THE PROBLEM:
Return, exactly as written, every line from the first line of the data below through the line that contains "444L459 466L458 478L474".

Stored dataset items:

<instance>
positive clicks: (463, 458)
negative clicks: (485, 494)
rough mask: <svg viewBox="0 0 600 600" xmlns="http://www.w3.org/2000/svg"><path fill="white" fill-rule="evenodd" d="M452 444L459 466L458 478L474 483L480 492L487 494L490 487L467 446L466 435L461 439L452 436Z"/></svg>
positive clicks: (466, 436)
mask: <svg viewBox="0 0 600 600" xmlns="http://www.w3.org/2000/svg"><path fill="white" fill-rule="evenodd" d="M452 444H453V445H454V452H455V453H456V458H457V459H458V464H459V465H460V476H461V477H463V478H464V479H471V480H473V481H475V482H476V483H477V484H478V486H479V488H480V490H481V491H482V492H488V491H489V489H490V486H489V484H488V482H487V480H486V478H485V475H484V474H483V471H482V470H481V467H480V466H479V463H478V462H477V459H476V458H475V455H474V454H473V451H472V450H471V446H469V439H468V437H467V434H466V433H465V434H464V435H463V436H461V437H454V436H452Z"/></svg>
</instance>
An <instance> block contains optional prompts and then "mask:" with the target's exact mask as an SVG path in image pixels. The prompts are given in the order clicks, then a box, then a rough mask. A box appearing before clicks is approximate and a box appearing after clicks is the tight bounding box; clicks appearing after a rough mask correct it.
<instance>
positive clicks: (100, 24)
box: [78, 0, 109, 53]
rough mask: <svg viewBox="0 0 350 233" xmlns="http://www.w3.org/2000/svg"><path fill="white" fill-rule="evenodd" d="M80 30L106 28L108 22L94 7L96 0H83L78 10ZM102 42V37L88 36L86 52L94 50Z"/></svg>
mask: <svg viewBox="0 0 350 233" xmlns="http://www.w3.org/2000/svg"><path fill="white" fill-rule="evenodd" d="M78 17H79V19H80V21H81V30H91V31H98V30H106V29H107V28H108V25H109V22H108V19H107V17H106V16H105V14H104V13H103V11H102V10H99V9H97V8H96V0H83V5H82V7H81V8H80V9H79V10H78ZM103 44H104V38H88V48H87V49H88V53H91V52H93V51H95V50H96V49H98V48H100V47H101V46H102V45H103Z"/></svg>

FINAL ANSWER:
<instance>
positive clicks: (463, 458)
negative clicks: (485, 494)
rough mask: <svg viewBox="0 0 600 600" xmlns="http://www.w3.org/2000/svg"><path fill="white" fill-rule="evenodd" d="M452 444L459 466L458 478L474 483L480 492L487 494L490 487L467 446L466 435L461 439L452 436Z"/></svg>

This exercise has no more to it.